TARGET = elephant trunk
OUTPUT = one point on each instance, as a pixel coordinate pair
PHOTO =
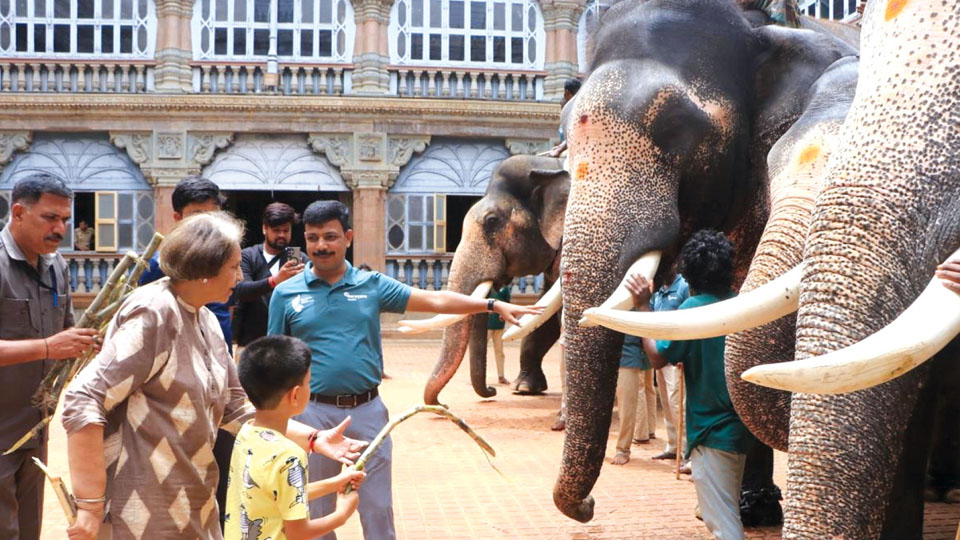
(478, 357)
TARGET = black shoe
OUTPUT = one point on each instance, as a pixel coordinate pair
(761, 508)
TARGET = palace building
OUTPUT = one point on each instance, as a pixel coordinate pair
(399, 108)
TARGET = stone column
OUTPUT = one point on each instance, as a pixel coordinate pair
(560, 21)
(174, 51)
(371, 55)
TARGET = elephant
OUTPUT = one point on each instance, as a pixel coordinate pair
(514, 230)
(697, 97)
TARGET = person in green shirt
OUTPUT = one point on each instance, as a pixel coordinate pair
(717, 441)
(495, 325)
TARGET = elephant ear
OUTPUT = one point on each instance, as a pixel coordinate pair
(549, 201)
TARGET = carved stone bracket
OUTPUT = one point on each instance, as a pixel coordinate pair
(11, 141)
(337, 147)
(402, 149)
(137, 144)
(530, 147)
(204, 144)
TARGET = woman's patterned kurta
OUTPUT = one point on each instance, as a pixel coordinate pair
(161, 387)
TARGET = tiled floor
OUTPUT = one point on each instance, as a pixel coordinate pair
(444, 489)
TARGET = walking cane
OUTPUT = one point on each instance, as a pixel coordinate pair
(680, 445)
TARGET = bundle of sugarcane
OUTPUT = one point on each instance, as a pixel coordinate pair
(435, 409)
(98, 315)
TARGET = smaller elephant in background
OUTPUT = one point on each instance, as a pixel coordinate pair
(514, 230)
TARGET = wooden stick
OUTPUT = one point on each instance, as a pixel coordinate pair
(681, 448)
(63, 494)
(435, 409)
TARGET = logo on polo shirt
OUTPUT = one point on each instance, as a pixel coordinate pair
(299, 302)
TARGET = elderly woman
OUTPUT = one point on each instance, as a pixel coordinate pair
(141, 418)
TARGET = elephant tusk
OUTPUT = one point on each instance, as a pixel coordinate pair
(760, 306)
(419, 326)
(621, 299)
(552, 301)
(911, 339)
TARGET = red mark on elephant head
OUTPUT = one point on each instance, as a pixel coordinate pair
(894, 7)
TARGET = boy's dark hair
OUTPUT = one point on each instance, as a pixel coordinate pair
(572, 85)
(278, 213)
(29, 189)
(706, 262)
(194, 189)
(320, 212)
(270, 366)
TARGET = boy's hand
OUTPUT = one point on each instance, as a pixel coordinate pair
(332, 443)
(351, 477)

* * *

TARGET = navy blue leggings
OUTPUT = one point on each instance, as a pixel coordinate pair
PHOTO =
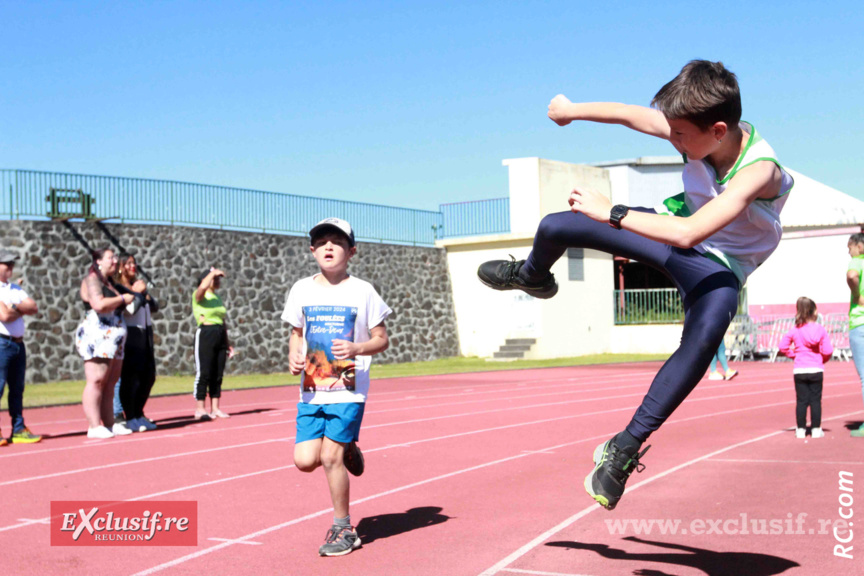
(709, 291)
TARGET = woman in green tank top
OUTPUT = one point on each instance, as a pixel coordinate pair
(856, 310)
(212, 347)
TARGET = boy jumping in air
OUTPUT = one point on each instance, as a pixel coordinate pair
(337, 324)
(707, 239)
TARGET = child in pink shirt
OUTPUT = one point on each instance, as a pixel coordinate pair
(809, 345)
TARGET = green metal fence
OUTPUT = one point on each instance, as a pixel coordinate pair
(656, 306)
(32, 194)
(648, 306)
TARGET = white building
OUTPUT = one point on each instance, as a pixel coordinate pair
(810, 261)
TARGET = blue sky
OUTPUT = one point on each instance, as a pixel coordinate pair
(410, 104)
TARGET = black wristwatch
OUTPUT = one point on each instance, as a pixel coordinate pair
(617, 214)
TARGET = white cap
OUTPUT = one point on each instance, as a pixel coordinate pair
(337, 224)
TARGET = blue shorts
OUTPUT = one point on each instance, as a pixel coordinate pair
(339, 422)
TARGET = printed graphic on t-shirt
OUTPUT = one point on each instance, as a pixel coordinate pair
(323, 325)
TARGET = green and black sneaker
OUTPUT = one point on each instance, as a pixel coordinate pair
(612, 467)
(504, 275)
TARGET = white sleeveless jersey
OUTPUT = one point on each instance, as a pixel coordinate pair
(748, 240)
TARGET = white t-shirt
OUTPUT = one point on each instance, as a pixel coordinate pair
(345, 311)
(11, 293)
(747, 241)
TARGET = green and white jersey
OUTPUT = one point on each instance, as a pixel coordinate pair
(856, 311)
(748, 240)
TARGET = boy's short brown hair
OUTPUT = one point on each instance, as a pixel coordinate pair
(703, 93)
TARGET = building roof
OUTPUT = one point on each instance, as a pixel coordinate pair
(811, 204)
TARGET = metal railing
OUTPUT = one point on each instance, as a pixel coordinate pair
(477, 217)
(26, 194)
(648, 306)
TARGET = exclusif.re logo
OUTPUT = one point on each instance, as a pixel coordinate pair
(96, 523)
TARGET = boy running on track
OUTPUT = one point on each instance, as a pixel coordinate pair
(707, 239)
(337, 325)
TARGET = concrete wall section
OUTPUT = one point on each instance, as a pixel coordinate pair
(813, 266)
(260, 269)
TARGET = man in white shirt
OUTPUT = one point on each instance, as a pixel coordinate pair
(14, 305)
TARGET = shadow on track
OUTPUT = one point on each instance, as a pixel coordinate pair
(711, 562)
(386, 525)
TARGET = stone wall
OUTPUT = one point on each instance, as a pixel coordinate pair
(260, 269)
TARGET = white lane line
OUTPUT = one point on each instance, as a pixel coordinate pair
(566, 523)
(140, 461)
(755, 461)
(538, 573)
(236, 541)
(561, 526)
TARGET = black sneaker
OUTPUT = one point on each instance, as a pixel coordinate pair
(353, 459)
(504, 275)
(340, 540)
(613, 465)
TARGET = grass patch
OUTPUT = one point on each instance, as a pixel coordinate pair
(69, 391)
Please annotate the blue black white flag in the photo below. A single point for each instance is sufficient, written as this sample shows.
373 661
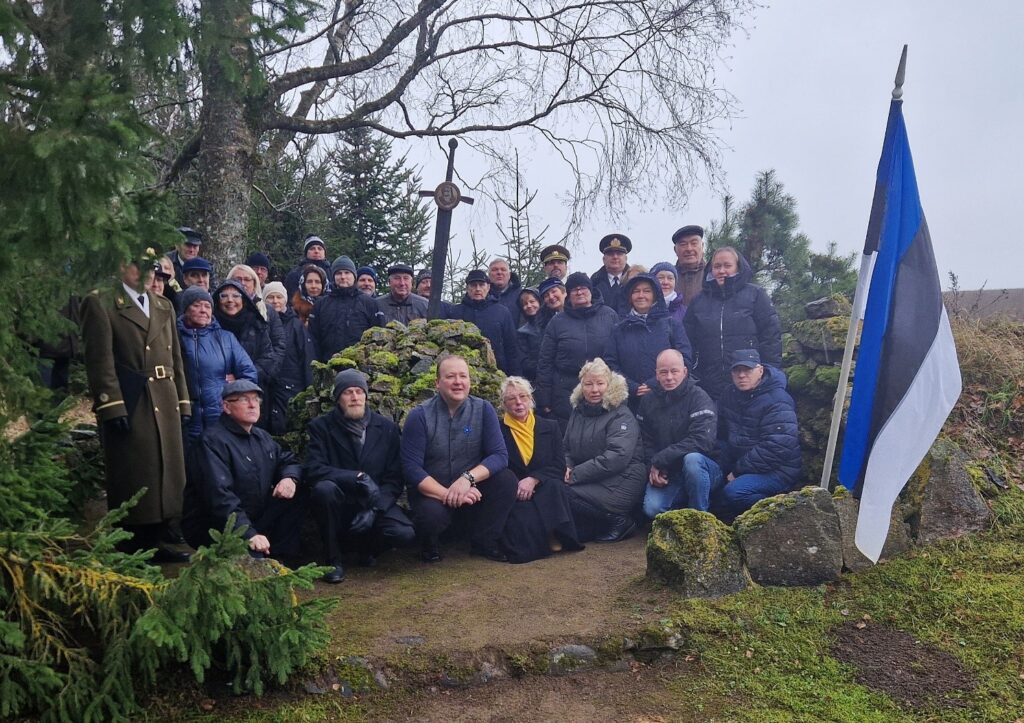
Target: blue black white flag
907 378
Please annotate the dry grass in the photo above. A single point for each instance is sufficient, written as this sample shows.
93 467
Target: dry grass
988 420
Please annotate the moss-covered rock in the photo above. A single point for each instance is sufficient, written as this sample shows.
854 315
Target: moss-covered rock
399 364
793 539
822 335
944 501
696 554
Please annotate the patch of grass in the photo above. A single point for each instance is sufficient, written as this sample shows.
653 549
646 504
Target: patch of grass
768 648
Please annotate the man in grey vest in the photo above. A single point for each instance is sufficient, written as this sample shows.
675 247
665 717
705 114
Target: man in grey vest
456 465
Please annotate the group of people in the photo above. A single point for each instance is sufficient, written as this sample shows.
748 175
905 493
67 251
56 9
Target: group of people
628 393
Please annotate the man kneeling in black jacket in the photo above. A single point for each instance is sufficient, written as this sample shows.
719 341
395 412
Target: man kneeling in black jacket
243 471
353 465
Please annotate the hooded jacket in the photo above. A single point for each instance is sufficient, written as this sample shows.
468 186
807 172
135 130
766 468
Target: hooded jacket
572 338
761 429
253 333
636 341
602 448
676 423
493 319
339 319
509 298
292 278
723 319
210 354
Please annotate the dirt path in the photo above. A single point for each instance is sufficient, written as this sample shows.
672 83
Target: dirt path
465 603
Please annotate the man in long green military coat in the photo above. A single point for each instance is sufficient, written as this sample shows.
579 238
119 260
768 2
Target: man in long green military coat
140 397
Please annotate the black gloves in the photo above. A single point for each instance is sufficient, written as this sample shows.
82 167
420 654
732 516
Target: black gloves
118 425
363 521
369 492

--

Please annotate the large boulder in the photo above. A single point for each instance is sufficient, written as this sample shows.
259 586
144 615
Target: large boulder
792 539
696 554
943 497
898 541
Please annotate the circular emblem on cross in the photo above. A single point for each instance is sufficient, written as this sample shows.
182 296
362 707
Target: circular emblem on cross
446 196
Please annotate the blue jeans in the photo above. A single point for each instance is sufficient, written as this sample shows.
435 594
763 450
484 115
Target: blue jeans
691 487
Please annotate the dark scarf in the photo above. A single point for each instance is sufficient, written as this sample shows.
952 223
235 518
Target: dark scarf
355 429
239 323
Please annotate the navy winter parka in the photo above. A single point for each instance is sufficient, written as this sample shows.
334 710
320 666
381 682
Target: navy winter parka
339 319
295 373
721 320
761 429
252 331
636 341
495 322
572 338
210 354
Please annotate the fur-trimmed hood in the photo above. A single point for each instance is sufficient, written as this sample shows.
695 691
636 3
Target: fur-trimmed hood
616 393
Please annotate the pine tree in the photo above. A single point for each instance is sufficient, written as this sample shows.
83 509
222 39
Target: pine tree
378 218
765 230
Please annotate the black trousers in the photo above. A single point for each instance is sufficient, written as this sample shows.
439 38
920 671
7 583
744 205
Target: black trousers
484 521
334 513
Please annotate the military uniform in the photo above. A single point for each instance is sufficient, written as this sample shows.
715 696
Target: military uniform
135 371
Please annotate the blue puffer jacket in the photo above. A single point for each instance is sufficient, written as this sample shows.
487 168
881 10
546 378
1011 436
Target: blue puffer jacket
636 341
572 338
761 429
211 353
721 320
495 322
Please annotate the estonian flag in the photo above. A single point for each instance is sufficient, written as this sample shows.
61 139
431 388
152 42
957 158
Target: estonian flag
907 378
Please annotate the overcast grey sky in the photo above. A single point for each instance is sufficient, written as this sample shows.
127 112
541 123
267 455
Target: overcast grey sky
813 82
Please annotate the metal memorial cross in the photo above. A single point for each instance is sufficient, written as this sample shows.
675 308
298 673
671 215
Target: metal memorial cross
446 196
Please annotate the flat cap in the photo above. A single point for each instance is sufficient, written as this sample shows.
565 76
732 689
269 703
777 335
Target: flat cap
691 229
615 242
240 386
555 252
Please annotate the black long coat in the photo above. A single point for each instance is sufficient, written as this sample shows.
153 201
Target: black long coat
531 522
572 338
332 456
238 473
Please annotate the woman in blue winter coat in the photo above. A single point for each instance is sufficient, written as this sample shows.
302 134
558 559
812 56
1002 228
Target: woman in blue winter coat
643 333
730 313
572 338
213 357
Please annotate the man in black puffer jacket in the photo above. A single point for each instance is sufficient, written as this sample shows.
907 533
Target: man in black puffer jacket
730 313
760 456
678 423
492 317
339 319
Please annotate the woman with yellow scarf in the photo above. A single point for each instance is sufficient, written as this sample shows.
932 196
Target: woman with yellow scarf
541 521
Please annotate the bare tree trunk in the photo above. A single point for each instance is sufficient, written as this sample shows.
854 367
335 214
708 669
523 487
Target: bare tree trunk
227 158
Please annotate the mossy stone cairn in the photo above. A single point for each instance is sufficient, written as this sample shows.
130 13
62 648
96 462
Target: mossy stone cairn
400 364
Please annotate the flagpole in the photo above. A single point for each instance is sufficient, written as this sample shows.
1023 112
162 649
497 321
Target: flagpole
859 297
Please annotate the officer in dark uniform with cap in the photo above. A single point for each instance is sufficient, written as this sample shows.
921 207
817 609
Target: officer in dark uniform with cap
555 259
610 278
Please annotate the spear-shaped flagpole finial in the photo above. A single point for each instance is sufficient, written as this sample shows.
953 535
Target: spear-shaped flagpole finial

Your goal — Would you print, exactly as written, every line above from the one holding "TARGET = black shoe" through the one holding "TARGET = elephant ear", with both included and no other lines?

Reply —
TARGET = black shoe
OUTPUT = one point on each instance, as a pixel coordinate pair
(761, 508)
TARGET = palace building
OUTPUT = one point on each instance, as a pixel coordinate pair
(399, 108)
TARGET = stone column
OUTPUT = one point on each instance, as a pixel coordinate pair
(560, 21)
(174, 51)
(371, 55)
TARGET = elephant
OUTPUT = one point on each instance, as a pixel coordinate pair
(514, 230)
(697, 97)
TARGET = person in green shirt
OUTPUT = one point on each instance, as a pixel coordinate pair
(717, 441)
(495, 325)
TARGET = elephant ear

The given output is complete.